* **WHAT THIS TASK INVOLVES**
Please write out all of the entries beneath this line exactly, skipping the pictures.

* **SOURCE RECORDS**
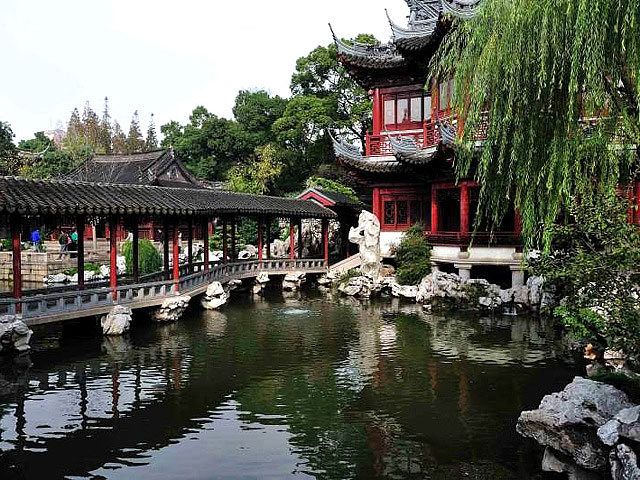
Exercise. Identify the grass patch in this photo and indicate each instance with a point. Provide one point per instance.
(88, 267)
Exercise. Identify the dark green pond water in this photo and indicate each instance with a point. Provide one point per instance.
(304, 387)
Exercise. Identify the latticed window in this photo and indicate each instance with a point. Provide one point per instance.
(400, 212)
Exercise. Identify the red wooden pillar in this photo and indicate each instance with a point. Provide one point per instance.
(268, 221)
(260, 229)
(517, 224)
(464, 208)
(165, 246)
(377, 210)
(17, 260)
(190, 244)
(176, 253)
(113, 254)
(292, 248)
(434, 209)
(325, 239)
(234, 254)
(636, 203)
(80, 224)
(299, 238)
(135, 257)
(205, 239)
(224, 240)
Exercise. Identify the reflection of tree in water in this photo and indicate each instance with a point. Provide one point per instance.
(365, 392)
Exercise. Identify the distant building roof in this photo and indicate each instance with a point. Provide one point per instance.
(59, 197)
(159, 167)
(328, 198)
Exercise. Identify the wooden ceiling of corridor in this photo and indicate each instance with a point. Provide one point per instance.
(66, 197)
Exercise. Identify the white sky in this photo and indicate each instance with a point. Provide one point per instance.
(161, 57)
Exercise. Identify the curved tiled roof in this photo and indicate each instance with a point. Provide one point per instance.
(60, 197)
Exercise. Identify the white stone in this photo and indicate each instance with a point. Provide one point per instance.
(117, 321)
(215, 296)
(263, 277)
(56, 278)
(172, 309)
(293, 281)
(14, 334)
(406, 291)
(367, 236)
(567, 421)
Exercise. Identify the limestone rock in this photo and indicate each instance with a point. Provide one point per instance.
(172, 309)
(293, 281)
(56, 278)
(362, 286)
(567, 421)
(367, 236)
(558, 463)
(624, 463)
(625, 424)
(117, 321)
(262, 277)
(14, 334)
(215, 296)
(405, 291)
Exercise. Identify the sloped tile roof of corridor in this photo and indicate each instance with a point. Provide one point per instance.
(59, 197)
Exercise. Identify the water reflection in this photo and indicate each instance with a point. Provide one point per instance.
(281, 387)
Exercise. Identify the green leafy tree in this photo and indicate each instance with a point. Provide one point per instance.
(321, 76)
(151, 143)
(209, 145)
(259, 175)
(413, 256)
(332, 186)
(91, 124)
(119, 140)
(9, 161)
(106, 130)
(592, 266)
(538, 68)
(135, 141)
(256, 112)
(47, 160)
(149, 259)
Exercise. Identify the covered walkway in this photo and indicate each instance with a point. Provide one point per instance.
(25, 202)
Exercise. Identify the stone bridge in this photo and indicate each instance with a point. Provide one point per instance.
(27, 205)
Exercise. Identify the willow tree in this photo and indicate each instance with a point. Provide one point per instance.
(535, 70)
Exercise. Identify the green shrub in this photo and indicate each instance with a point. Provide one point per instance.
(629, 385)
(413, 257)
(332, 186)
(88, 267)
(149, 259)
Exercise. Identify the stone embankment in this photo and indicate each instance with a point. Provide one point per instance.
(590, 430)
(444, 290)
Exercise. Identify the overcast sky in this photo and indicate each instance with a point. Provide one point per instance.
(161, 57)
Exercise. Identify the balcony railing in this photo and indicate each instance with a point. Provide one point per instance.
(478, 239)
(428, 136)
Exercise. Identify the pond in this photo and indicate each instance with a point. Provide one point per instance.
(308, 386)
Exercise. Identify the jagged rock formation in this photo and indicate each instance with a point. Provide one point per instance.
(293, 281)
(568, 421)
(215, 296)
(172, 309)
(367, 236)
(117, 321)
(14, 334)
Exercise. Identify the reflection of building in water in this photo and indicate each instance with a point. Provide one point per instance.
(455, 338)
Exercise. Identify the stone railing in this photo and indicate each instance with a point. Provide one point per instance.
(75, 303)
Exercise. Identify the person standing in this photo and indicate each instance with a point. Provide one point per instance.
(64, 241)
(35, 240)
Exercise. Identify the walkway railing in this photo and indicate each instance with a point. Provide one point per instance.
(152, 290)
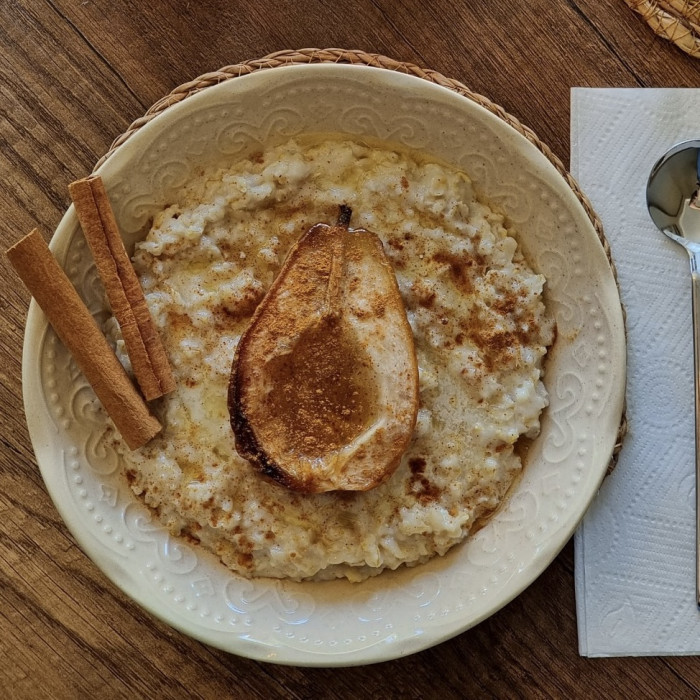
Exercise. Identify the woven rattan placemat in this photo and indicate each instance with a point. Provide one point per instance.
(306, 56)
(675, 20)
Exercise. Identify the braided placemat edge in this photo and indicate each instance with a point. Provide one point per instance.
(675, 21)
(345, 56)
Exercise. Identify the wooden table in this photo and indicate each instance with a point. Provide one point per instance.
(73, 77)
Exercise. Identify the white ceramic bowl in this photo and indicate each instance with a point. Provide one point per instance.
(397, 613)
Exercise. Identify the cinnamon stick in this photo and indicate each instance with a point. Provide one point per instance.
(79, 332)
(148, 358)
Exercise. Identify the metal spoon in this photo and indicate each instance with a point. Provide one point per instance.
(673, 199)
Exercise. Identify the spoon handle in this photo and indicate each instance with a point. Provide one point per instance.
(695, 275)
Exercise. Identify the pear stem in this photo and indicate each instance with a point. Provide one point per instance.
(344, 214)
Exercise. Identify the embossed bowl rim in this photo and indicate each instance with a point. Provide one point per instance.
(47, 445)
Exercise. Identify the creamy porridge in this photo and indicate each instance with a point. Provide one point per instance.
(480, 331)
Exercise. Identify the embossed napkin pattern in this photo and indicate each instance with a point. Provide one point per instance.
(635, 550)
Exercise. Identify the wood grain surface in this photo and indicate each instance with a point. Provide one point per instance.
(73, 75)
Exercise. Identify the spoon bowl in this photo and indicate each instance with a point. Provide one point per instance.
(673, 182)
(673, 200)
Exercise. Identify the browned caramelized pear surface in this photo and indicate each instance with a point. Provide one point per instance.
(324, 385)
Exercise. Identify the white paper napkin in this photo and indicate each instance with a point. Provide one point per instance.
(635, 550)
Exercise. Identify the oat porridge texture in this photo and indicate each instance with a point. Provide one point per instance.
(480, 329)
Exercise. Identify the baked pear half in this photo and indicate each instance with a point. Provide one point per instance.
(324, 384)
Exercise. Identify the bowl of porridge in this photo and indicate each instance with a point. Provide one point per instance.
(519, 341)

* **RESPONSE TO THE TASK**
Exercise. Identify the grass patch in this photo and indicate each instance with a point. Provide one point per instance.
(88, 267)
Exercise. Identify the dark green pond water in this photo and indicate each instance with a point. Provide one point per instance.
(304, 387)
Exercise. Identify the latticed window in this photo and indicate each instance with a point. Provide one point per instance.
(400, 212)
Exercise. Identify the red wooden pillar in this photo and indicate each instance with a point. Provide one point per instance.
(268, 221)
(260, 229)
(517, 224)
(464, 208)
(165, 246)
(377, 210)
(17, 260)
(190, 244)
(176, 253)
(113, 254)
(292, 248)
(434, 209)
(325, 239)
(234, 254)
(636, 203)
(80, 224)
(299, 238)
(135, 257)
(205, 239)
(224, 240)
Exercise. Identify the reflection of tree in water in this photo and indicate each instance with a point. Provide one point per instance.
(365, 392)
Exercise. Identify the distant building roof in this photo and indicate each instance with a point. Provide one point per instance.
(59, 197)
(159, 167)
(328, 198)
Exercise. Identify the wooden ceiling of corridor in this photo and indicate each instance with a point. Provide one point per instance.
(66, 197)
Exercise. Identify the white sky in this photo and indicate each instance with a point. Provide one point per instance.
(161, 57)
Exercise. Identify the curved tiled roof in this photo and indicate each instance with a point. Provide one point per instance.
(60, 197)
Exercise. Identify the white stone in this photo and indicate each instance with a point. Provide one point per instance.
(117, 321)
(215, 296)
(263, 277)
(56, 278)
(172, 309)
(293, 281)
(14, 334)
(406, 291)
(367, 236)
(567, 421)
Exercise. Identify the limestone rock in this photo and indicate each instance with a point. Provide one point per instance.
(172, 309)
(293, 281)
(56, 278)
(362, 286)
(567, 421)
(367, 236)
(558, 463)
(624, 463)
(625, 424)
(117, 321)
(262, 277)
(14, 334)
(215, 296)
(405, 291)
Exercise. Identify the sloped tile roof of corridor in this photo and indicate each instance with a point. Provide one point per instance.
(59, 197)
Exercise. Identify the water reflection in this photo and indicate each instance with a point. Provide one point per instance.
(281, 387)
Exercise. Identify the green leafy tree in this photo and indicate each instance with a point. Provide one point per instance.
(321, 76)
(151, 143)
(209, 145)
(259, 175)
(413, 256)
(332, 186)
(91, 124)
(119, 140)
(9, 161)
(106, 130)
(592, 266)
(538, 68)
(135, 141)
(256, 112)
(47, 160)
(149, 259)
Exercise. Identify the covered walkway in this photo and indicate each instance with a point. Provide one point per instance.
(25, 202)
Exercise. Identify the stone bridge in this photo and indicate each instance with a point. Provide one point per instance.
(27, 205)
Exercise. Identify the willow tree in this photo and indicate each instance with a point. Provide one point per instance.
(535, 70)
Exercise. Identify the green shrub in this photo and indicate each instance with a point. Provide one point per instance.
(629, 385)
(413, 257)
(332, 186)
(88, 267)
(149, 259)
Exercise. Identify the stone embankment in this photo and indicate each instance with a point. Provide one point per instance.
(590, 430)
(444, 290)
Exercise. Identify the overcast sky in this photo and indicate each instance with a point. Provide one point per instance.
(161, 57)
Exercise. Identify the balcony railing in this photo and indicate each instance with a point. Provide one point per instance.
(478, 239)
(428, 136)
Exercise. Identify the pond in this photo and indicate each instance with a point. Provide one point per instance.
(308, 386)
Exercise. Identify the jagged rock formation in this photo and indicate each instance with a point. Provide one point per instance.
(293, 281)
(568, 421)
(215, 296)
(172, 309)
(367, 236)
(117, 321)
(14, 334)
Exercise. Identify the reflection of building in water in this photo and indicate each instance with a point. Provide one point per instance.
(455, 338)
Exercise. Identify the stone railing in this photo and indicate each instance with a point. Provide one point per instance.
(75, 303)
Exercise. Identify the person standing in this photo and indicate each instance with a point. Provide one point per instance.
(64, 241)
(35, 240)
Exercise. Identify the walkway railing in this photo and indicate each instance with a point. Provide one point per instance.
(152, 290)
Exercise. Identify the woven rattan placemat in this photo and indicate each instance with a point. Provide one point per instance.
(306, 56)
(675, 20)
Exercise. Identify the braided placemat edge in this photo and indicate each instance with a point. Provide one point per instance.
(675, 21)
(345, 56)
Exercise. Identify the wooden table in this photo and indicate each instance with a point. Provide one point per instance.
(73, 77)
Exercise. Identify the white ceramic bowl in this photo and indicate each instance with a point. Provide one point per instance.
(397, 613)
Exercise. Identify the cinnamon stick in this photo and indicate each instance with a point. Provide one point per instance.
(79, 332)
(148, 358)
Exercise. Identify the metal spoon in this photo and indicate each instance with a point. Provide one point per instance.
(673, 199)
Exercise. Identify the spoon handle in this photo and indicate each instance with a point. Provide one point per instance.
(695, 275)
Exercise. Identify the pear stem in this photo and indicate each instance with a point. Provide one point per instance.
(344, 214)
Exercise. Identify the embossed bowl rim in this photo and indicate each instance with a point. Provide one point per instance.
(47, 445)
Exercise. Identify the creamy porridge in this photo and indicate each instance with a point. Provide one point per instance.
(480, 331)
Exercise. Identify the embossed napkin pattern in this photo and indicate each instance with a point. Provide one point per instance.
(635, 550)
Exercise. Identify the wood grain surface in this photo and indicate each instance with a point. Provide one point per instance.
(73, 75)
Exercise. Identify the spoon bowl in this photo and indicate each instance with a point. Provide one point per instance.
(673, 182)
(673, 200)
Exercise. Identify the browned caramelized pear surface in this photo and indicate each instance with a point. Provide one point per instance.
(324, 385)
Exercise. Identify the white paper napkin in this photo and indicate each instance with a point. Provide one point per instance.
(635, 550)
Exercise. Identify the oat porridge texture in this photo and indicate each instance with a point. Provide one point per instance.
(480, 329)
Exercise. Identify the baked pear half in this photo and indicate each instance with a point. Provide one point per instance.
(324, 384)
Exercise. Identify the bowl of porridge in this photo and indicate each instance with a point. Provide one point per instance.
(519, 341)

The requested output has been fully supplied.